— Begin SUPPLIED RECORDS —

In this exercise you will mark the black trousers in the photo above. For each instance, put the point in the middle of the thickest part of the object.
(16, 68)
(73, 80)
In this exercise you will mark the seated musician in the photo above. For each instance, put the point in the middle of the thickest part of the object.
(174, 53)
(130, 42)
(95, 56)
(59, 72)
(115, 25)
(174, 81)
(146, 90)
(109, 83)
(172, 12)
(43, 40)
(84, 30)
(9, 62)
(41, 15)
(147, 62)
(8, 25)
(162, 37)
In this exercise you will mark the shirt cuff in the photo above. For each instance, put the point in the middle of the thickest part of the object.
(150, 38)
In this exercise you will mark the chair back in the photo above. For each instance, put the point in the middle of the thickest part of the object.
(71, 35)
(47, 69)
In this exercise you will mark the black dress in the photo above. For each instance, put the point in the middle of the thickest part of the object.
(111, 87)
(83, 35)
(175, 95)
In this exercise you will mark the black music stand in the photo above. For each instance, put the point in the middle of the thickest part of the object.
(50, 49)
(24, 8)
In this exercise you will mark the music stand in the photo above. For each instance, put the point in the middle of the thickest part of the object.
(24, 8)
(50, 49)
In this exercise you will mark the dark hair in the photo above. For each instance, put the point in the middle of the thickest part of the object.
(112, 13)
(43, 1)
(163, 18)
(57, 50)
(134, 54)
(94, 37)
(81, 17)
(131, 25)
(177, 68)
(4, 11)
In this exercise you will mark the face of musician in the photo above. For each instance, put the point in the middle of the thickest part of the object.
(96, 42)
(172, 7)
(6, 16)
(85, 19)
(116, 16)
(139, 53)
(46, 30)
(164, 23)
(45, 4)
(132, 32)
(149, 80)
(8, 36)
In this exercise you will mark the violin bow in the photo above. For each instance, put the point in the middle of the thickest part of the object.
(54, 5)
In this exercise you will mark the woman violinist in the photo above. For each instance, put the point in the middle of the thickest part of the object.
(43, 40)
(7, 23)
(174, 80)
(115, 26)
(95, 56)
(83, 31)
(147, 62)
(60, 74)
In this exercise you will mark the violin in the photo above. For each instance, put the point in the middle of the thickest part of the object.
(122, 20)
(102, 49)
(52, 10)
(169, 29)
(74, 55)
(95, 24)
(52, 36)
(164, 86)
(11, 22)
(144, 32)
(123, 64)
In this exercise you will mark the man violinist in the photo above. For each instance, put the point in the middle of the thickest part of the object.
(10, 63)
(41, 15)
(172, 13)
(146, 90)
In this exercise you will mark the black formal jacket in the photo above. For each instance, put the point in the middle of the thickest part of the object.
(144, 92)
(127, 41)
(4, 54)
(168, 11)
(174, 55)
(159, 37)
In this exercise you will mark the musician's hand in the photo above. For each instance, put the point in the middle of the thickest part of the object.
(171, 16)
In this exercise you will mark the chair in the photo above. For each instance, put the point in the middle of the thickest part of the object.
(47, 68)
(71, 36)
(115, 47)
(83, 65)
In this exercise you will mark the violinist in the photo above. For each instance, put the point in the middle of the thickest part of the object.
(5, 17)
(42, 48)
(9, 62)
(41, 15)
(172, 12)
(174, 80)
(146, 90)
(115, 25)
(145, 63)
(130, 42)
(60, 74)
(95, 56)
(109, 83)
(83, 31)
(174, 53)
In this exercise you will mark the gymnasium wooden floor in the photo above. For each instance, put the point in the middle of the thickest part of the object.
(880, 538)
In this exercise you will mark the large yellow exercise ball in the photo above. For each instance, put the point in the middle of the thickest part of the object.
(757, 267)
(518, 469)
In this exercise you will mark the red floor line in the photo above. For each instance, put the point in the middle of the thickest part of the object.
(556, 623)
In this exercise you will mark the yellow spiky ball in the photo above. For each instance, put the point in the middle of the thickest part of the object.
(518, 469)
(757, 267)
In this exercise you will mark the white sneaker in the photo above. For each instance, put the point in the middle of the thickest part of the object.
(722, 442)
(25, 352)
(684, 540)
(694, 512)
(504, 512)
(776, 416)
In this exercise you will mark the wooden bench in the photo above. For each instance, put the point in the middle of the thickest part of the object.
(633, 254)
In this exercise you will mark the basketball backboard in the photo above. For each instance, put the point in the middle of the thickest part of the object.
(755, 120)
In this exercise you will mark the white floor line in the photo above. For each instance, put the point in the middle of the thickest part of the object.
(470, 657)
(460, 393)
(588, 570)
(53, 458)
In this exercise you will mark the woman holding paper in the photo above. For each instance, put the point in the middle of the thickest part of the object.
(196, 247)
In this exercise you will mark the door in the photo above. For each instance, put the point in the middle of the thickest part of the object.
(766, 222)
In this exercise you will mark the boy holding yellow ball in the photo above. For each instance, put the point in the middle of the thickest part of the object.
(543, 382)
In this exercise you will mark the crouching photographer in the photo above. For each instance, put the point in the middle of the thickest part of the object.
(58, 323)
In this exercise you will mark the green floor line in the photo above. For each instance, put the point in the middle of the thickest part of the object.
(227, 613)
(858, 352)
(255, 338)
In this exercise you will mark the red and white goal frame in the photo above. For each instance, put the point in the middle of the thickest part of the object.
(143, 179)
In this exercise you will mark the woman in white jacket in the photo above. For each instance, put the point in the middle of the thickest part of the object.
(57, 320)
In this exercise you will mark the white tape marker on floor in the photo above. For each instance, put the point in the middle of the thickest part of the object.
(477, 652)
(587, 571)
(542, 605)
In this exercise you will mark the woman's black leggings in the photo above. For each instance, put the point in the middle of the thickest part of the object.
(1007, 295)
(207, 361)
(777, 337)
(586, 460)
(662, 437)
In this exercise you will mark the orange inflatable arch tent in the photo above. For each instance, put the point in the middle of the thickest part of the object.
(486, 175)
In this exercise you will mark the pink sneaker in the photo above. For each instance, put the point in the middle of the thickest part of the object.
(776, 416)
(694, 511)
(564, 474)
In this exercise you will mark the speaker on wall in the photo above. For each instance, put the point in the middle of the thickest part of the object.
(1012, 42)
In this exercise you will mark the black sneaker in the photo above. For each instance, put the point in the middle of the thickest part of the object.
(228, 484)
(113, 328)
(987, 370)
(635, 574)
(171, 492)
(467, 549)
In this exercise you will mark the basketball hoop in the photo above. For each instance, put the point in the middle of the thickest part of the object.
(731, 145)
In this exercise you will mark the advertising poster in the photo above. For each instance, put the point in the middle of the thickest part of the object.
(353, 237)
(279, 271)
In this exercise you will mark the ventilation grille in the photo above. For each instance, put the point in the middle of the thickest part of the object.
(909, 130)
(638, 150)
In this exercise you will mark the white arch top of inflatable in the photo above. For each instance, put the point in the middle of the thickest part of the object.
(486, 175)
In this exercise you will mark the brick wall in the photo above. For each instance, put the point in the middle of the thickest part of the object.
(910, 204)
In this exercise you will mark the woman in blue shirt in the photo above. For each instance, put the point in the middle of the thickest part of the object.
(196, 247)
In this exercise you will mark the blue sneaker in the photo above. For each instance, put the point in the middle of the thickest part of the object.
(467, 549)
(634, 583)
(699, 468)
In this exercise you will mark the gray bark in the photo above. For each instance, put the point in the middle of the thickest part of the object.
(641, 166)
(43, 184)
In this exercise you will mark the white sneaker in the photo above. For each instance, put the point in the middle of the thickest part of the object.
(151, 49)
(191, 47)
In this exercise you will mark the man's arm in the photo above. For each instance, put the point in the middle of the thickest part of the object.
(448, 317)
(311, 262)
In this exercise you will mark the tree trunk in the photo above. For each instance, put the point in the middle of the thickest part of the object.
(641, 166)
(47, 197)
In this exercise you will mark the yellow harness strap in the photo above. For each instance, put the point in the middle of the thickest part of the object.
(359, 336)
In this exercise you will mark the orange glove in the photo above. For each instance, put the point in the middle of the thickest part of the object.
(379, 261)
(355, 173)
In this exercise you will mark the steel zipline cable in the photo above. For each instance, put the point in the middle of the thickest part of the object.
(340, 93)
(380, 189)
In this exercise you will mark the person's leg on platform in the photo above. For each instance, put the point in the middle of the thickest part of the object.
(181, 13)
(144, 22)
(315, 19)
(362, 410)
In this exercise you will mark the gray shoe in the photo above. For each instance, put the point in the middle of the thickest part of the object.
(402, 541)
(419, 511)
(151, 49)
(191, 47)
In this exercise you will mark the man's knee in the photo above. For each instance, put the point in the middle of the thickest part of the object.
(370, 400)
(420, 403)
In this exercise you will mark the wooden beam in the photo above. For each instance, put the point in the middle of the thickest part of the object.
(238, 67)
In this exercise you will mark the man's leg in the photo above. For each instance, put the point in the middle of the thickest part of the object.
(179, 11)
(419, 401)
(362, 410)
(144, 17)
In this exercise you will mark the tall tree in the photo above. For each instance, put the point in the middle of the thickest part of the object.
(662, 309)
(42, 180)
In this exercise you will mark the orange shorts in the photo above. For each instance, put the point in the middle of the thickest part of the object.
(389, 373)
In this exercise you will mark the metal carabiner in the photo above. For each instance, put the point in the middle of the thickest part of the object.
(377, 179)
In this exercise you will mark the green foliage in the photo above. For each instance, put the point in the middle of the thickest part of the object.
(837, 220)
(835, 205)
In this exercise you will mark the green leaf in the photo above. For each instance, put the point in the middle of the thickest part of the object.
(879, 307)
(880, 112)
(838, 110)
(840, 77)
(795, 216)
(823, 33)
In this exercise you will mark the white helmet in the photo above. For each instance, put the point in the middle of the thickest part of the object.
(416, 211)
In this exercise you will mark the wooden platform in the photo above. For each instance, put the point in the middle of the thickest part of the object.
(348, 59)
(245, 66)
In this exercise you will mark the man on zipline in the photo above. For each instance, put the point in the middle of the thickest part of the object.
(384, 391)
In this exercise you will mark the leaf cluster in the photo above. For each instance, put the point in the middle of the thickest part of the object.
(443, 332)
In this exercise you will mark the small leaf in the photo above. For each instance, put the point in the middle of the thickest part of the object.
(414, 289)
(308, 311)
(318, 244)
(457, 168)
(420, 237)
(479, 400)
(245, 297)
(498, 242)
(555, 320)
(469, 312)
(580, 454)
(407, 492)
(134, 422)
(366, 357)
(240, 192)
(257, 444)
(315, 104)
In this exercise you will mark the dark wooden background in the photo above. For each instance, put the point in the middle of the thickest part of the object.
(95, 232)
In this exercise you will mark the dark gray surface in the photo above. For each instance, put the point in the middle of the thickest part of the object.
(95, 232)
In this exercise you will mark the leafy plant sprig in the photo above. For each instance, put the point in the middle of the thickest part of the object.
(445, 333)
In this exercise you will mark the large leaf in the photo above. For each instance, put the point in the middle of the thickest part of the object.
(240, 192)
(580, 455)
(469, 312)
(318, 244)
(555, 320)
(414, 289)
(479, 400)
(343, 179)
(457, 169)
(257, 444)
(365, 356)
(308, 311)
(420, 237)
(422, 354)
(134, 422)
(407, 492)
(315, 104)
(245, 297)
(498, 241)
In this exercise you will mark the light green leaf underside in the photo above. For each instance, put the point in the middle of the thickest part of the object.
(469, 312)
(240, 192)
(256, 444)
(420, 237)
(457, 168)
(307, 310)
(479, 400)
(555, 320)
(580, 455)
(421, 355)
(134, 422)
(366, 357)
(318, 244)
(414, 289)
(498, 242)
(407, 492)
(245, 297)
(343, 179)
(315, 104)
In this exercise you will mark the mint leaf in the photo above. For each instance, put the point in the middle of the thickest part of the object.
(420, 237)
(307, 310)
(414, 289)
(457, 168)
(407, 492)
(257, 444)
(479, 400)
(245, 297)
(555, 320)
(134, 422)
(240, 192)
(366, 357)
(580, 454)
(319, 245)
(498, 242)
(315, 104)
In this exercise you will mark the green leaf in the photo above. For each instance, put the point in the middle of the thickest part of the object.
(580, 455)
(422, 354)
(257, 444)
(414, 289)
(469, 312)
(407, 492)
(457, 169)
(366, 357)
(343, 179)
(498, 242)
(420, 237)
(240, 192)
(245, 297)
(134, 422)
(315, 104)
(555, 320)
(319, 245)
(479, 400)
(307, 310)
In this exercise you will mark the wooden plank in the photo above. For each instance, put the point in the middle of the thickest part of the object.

— End SUPPLIED RECORDS —

GOAL: Reproduce the final stretch of the data above: every line from the one holding "In this exercise you will mark the leafy" through the end, inclusive, exactly as written and nothing else.

COMPLETED EXERCISE:
In this exercise you will mark the leafy plant sprig in the photo above. For each instance, put the point in the middle of the thickest part of the object.
(445, 333)
In this exercise you will mark the large leaf in the photo above. For each instance, put the point in the middle of the thickest part of the object.
(240, 192)
(580, 455)
(469, 312)
(318, 244)
(555, 320)
(414, 289)
(479, 400)
(343, 179)
(457, 169)
(257, 444)
(365, 356)
(308, 311)
(420, 237)
(422, 354)
(134, 422)
(407, 492)
(315, 104)
(245, 297)
(498, 241)
In this exercise you will mark the light green leaf underside in the photo above. For each instance, put the point in the middle of the thickest part of the object.
(469, 312)
(240, 192)
(256, 444)
(420, 237)
(457, 168)
(307, 310)
(479, 400)
(555, 320)
(580, 455)
(421, 355)
(134, 422)
(366, 357)
(318, 244)
(414, 289)
(498, 242)
(407, 492)
(245, 297)
(343, 179)
(315, 104)
In this exercise you will mark the mint leaf in the photo above. For each instance, put the point in the middle of the thickest part of the object.
(420, 237)
(307, 310)
(414, 289)
(457, 168)
(407, 492)
(257, 444)
(479, 400)
(245, 297)
(555, 320)
(134, 422)
(240, 192)
(366, 357)
(580, 454)
(319, 245)
(498, 242)
(315, 104)
In this exercise you will mark the green leaf in the photo above. For each instance, put the point in the middle of the thickest part of the object.
(580, 455)
(422, 354)
(257, 444)
(414, 289)
(469, 312)
(407, 492)
(457, 169)
(366, 357)
(343, 179)
(498, 242)
(420, 237)
(240, 192)
(245, 297)
(134, 422)
(315, 104)
(555, 320)
(319, 245)
(479, 400)
(307, 310)
In this exercise you will mark the wooden plank in the photo above. For each instance, put the point in the middle of the thickest part of the object.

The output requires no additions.